-- START Given entries --

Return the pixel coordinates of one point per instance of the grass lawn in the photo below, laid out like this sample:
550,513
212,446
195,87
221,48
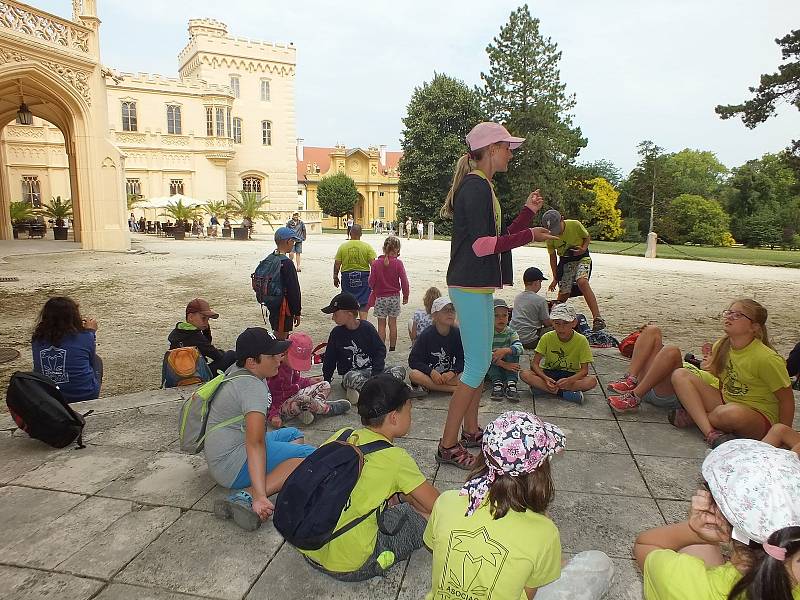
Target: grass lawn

-- END Given entries --

The exercise.
Count the lines of the records that contain the string "lawn", treating case as significant, and reply with the number alone.

Result.
2